** OBIETTIVO DEL COMPITO **
Trascrivi parola per parola, dal brano sui sistemi antinquinamento dei motori Diesel, la parte che va da "Nei primi anni" a "superiori del 99%.".

** BRANO SCELTO **
-------------------------

Nei primi anni 2000 con la normativa Euro 4 si introdussero i primi sistemi per ridurre gli altri inquinanti: il FAP (Filtro Anti-Particolato) o DPF (Filtro Particolato Diesel), e l’EGR (Ricircolo Gas Esausti).
Il FAP consiste in un filtro costituito da materiale poroso che permette il passaggio dei gas ma trattiene il particolato e periodicamente, quando è pieno, avvia dei cicli di auto-pulizia che prendono il nome di “rigenerazioni” durante le quali il filtro raggiunge la temperatura di circa 600°C e va a bruciare il particolato accumulato liberando così il filtro stesso. Queste tipologie di filtri sono in gradi di abbattere circa il 90% delle polveri sottili prodotte dal motore, anche se FAP di ultima generazione arrivano a efficienze maggiori anche superiori del 99%.
L’EGR invece è un sistema un po’ più complesso e, a tratti, controintuitivo quindi cercando di semplificare al massimo consiste nel riinserire all’interno del motore i gas di scarico precedentemente emessi. Questa operazione aiuta a ridurre le emissioni di ossidi di azoto di circa il 40%, questo perché inserendo nel motore gas esausti si riduce la percentuale di ossigeno a parità di aria e si riescono a ridurre le temperature, limitando così i fattori che portano alla formazione degli NOx.
La svolta però è avvenuta nel 2016 con la normativa Euro 6 e l’introduzione del quarto sistema antinquinamento per motori Diesel: l’SCR (Catalizzatore a Riduzione Selettiva).

-------------------------

[Dati di localizzazione con un punto per istanza]
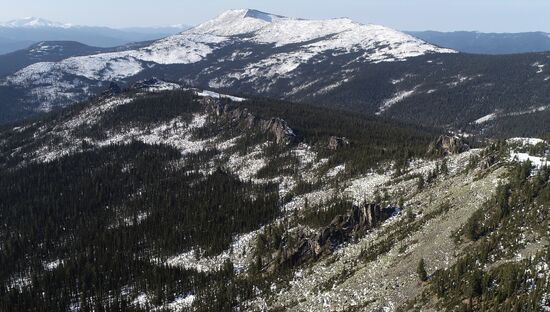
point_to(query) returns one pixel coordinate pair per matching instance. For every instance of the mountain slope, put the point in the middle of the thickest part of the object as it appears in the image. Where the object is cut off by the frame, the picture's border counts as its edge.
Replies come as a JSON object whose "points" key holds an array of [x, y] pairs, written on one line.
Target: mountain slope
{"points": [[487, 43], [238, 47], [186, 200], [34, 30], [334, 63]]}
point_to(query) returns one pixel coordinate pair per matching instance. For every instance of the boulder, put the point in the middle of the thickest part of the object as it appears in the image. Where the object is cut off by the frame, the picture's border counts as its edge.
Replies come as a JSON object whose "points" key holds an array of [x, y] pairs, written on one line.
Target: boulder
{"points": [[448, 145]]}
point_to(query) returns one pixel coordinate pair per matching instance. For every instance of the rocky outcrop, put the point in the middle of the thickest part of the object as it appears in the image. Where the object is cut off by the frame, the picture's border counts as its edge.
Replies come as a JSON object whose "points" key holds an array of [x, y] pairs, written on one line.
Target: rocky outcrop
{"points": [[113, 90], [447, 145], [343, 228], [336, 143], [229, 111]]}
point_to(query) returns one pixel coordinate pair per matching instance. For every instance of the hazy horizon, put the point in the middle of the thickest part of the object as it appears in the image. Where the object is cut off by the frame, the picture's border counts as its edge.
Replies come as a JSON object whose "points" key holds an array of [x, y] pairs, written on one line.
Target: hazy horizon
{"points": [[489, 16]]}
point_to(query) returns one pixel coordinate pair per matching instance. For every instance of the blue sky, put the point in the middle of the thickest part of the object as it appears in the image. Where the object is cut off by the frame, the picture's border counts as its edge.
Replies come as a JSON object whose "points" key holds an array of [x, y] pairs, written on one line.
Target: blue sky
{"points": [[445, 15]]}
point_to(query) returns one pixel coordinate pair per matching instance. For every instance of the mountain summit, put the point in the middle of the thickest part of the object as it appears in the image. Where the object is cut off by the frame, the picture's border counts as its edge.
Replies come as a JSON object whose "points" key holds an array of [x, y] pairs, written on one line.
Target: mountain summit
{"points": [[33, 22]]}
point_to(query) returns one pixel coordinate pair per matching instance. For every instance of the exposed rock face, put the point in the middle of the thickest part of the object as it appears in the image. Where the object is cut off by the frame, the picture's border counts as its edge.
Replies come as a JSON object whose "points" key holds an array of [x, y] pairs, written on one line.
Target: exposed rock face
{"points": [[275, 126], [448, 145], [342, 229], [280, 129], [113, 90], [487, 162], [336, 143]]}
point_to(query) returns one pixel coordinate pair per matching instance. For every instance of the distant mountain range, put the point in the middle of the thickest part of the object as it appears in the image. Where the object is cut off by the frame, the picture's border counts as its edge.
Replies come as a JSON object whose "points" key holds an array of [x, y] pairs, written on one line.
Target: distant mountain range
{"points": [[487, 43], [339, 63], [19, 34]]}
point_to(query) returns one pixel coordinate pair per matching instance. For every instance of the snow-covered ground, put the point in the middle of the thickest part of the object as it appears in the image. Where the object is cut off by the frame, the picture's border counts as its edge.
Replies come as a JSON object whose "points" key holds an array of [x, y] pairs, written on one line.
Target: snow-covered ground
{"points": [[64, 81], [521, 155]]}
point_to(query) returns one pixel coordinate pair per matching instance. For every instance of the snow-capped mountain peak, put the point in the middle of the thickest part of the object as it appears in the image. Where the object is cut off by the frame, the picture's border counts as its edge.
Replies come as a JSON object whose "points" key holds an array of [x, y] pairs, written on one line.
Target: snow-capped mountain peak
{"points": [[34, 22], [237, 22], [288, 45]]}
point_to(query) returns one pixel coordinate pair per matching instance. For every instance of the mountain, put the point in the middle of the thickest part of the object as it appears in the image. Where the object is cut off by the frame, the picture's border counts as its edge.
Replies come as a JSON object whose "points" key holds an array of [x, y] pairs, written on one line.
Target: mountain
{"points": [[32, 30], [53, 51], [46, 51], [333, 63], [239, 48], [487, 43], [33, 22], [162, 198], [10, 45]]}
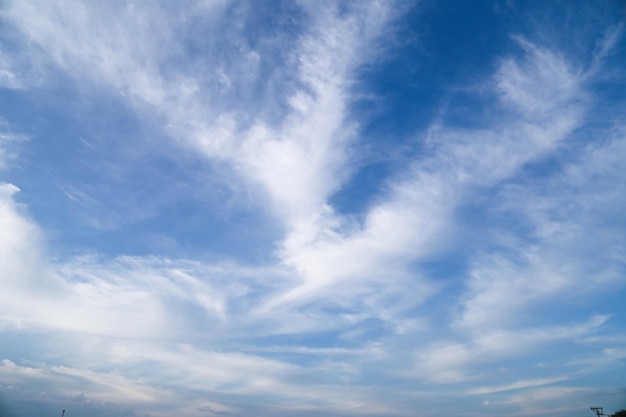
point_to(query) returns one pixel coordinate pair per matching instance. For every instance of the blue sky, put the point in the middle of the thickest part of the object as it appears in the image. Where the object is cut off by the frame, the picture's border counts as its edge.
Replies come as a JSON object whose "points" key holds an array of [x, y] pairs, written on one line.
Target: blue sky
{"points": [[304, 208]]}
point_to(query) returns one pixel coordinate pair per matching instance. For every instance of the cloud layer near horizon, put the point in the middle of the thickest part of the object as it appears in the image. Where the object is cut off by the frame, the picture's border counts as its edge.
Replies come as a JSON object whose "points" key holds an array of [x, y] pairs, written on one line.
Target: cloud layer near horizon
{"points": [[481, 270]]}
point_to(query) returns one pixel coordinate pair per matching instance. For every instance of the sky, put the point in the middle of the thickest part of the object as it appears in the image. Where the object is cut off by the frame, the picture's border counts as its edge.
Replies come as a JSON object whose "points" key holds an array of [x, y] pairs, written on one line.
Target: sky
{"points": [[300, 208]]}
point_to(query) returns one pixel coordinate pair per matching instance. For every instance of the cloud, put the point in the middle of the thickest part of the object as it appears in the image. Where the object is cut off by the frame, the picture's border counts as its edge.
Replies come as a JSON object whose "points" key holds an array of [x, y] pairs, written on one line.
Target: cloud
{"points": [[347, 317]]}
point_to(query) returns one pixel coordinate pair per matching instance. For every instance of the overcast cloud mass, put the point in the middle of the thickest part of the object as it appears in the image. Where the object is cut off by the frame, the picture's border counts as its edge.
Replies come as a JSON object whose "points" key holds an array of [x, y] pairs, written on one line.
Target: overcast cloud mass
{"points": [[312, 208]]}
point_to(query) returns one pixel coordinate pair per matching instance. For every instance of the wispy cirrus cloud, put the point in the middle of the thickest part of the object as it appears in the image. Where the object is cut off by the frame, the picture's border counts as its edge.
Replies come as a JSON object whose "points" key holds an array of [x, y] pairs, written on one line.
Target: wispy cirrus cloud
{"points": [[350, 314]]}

-------------------------

** SOLUZIONE **
Nei primi anni 2000 con la normativa Euro 4 si introdussero i primi sistemi per ridurre gli altri inquinanti: il FAP (Filtro Anti-Particolato) o DPF (Filtro Particolato Diesel), e l’EGR (Ricircolo Gas Esausti).
Il FAP consiste in un filtro costituito da materiale poroso che permette il passaggio dei gas ma trattiene il particolato e periodicamente, quando è pieno, avvia dei cicli di auto-pulizia che prendono il nome di “rigenerazioni” durante le quali il filtro raggiunge la temperatura di circa 600°C e va a bruciare il particolato accumulato liberando così il filtro stesso. Queste tipologie di filtri sono in gradi di abbattere circa il 90% delle polveri sottili prodotte dal motore, anche se FAP di ultima generazione arrivano a efficienze maggiori anche superiori del 99%.